--- Records for this task Enclosed Below ---

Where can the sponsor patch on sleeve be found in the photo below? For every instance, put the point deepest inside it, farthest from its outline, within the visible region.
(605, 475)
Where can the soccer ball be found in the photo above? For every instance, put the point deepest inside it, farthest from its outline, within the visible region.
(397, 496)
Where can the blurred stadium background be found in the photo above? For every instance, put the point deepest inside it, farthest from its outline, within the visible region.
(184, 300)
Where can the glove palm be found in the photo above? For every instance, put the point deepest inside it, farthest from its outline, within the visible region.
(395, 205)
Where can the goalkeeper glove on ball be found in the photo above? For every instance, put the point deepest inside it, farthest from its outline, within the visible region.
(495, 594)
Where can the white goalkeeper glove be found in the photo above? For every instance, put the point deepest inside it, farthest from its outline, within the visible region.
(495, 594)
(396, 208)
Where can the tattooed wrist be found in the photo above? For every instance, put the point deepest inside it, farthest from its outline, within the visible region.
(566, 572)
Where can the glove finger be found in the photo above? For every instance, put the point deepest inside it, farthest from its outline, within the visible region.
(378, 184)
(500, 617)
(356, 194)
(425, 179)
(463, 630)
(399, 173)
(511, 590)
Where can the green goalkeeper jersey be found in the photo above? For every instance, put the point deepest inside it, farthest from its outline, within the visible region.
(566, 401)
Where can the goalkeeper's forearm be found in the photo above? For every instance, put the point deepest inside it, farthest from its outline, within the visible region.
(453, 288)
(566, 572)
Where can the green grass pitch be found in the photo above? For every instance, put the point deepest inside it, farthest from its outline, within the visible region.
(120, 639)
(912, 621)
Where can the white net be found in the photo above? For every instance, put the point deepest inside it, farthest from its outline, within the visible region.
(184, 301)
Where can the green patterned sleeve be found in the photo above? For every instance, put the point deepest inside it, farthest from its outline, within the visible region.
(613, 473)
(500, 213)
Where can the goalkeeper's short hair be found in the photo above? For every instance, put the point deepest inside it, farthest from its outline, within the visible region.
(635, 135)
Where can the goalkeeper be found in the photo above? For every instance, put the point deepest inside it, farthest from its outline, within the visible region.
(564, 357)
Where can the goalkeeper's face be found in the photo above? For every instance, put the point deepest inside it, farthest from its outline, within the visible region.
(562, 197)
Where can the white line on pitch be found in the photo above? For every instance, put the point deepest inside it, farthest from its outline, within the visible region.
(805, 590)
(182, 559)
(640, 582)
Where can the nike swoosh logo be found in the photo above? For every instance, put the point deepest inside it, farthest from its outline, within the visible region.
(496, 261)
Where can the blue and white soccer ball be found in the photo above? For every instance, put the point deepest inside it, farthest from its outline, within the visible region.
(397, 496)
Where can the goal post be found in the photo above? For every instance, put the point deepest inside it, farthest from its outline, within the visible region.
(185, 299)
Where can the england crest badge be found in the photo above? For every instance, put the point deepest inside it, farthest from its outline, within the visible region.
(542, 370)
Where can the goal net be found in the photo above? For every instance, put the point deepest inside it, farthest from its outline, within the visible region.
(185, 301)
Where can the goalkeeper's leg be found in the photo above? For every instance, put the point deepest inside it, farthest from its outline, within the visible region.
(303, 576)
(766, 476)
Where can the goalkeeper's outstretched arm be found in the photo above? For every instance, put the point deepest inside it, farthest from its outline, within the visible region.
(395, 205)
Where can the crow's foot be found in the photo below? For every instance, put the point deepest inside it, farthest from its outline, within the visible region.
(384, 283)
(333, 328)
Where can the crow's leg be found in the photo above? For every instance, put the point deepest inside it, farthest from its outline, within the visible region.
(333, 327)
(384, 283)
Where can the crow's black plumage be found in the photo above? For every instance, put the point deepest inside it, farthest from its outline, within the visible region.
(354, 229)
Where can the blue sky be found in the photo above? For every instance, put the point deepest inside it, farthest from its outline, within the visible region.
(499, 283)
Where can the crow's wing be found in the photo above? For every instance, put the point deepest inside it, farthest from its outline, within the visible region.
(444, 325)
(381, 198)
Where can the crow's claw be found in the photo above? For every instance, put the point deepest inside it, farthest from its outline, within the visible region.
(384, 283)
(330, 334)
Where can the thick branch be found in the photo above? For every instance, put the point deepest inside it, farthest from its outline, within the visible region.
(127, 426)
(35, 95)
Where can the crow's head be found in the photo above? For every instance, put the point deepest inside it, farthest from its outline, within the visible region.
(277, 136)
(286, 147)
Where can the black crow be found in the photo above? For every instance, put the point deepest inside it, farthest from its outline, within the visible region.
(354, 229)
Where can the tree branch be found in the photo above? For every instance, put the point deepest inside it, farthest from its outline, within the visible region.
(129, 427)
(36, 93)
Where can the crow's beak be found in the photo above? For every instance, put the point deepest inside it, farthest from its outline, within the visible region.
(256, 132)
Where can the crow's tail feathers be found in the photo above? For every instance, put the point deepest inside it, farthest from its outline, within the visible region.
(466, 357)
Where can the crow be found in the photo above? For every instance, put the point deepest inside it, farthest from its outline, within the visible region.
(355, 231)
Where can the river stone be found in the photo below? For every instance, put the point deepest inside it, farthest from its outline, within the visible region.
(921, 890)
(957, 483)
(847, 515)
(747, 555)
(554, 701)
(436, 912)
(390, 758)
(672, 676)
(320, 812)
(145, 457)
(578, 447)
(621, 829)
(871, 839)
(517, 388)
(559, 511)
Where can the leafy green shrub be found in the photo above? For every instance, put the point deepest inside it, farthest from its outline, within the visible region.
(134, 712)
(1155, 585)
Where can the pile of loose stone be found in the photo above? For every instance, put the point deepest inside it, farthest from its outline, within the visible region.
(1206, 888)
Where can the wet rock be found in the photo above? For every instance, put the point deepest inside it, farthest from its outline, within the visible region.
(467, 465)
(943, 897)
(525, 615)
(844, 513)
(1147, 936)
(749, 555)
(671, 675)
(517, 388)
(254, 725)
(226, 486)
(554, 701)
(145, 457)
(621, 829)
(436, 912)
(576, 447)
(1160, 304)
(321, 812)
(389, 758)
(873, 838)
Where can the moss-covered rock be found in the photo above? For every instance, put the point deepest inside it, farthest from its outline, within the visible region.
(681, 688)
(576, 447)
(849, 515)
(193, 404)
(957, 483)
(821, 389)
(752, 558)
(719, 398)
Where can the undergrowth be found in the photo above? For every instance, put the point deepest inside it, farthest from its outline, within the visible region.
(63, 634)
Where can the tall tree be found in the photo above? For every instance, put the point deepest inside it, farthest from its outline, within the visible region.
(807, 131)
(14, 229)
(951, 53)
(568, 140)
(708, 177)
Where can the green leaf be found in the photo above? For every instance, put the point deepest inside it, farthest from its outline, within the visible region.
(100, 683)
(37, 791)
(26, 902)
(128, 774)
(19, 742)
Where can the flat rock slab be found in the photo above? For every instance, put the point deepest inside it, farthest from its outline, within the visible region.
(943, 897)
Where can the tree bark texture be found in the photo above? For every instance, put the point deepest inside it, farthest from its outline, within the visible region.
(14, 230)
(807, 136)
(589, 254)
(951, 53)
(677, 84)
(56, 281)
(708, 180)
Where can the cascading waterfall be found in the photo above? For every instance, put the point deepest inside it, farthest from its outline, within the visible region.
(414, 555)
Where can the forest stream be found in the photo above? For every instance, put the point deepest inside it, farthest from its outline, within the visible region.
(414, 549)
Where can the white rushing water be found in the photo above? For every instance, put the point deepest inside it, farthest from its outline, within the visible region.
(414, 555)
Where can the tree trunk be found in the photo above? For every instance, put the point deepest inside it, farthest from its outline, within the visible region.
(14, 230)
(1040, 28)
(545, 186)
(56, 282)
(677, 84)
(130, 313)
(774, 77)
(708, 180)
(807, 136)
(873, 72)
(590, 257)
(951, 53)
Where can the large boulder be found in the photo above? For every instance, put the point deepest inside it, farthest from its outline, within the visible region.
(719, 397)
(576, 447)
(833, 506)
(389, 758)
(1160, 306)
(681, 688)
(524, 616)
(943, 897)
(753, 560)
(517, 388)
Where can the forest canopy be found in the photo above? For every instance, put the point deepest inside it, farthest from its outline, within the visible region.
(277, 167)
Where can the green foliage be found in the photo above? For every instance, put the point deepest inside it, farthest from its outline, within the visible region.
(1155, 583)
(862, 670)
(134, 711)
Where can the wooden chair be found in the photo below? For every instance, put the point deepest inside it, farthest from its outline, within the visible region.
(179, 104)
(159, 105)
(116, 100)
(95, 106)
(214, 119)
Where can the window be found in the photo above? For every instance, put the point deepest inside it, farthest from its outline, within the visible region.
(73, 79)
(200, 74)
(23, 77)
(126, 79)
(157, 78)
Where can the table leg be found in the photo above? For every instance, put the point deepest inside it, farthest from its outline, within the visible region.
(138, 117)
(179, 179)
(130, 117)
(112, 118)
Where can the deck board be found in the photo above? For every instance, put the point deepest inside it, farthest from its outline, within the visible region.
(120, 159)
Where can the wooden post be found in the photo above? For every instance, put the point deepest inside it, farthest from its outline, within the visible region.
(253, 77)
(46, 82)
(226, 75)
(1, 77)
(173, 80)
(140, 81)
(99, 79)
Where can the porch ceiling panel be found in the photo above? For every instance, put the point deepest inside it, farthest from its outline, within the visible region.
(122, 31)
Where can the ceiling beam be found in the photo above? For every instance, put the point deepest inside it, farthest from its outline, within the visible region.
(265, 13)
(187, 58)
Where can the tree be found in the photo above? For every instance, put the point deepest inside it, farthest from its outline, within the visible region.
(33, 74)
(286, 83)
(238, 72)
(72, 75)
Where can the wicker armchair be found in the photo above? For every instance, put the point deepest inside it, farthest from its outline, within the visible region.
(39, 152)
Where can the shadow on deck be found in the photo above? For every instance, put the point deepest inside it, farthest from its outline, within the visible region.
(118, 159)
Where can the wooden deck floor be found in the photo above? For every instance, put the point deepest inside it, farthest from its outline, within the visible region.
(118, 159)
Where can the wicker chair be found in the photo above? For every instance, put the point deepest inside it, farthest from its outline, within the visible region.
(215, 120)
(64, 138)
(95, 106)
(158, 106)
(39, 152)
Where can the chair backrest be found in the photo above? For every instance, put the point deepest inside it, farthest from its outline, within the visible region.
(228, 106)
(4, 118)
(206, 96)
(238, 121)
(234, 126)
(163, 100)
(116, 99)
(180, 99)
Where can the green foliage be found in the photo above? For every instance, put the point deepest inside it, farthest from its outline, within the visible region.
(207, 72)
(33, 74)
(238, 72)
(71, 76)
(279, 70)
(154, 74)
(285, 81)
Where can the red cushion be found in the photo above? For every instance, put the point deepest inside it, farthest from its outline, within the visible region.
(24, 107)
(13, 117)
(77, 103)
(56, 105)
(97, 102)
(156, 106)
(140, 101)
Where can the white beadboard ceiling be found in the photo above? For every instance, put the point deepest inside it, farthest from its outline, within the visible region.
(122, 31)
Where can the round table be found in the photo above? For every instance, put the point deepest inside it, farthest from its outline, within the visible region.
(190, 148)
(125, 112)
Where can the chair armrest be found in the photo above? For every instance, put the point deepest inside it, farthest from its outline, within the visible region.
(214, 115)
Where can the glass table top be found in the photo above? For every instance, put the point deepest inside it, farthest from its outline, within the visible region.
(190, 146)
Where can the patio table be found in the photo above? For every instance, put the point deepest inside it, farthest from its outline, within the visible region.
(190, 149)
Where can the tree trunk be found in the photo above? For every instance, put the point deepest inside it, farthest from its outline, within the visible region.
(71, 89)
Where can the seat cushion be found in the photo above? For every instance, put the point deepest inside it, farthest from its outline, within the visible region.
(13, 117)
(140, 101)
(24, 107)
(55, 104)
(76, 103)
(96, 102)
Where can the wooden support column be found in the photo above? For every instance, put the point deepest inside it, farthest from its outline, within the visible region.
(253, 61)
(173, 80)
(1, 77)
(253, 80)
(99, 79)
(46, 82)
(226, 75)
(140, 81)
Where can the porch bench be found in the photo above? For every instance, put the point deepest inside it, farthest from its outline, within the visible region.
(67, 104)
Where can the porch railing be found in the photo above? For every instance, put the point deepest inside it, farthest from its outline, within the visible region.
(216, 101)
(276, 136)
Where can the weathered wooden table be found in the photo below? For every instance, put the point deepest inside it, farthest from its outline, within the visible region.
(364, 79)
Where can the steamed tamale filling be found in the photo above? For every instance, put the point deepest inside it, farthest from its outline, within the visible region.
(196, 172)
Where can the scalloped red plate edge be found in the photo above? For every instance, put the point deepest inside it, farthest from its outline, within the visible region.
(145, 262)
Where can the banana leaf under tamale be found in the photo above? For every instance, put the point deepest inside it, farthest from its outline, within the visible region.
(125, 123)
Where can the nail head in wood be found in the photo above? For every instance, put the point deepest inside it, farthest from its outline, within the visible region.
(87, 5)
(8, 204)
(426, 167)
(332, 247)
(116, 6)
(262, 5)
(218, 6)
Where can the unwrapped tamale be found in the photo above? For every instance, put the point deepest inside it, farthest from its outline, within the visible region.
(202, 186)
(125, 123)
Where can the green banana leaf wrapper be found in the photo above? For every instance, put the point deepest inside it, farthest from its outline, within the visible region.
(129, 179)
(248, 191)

--- End of Enclosed Records for this task ---

**What to work on**. Taking the line that contains "Where can the green banana" as the starting point, copy every line through the end of the listing exactly, and write nothing further.

**Solved problem**.
Where can the green banana leaf wrapper be found in the photo above? For every instance, put the point deepest inside it, farthest from its outline, within the visible region.
(129, 179)
(248, 191)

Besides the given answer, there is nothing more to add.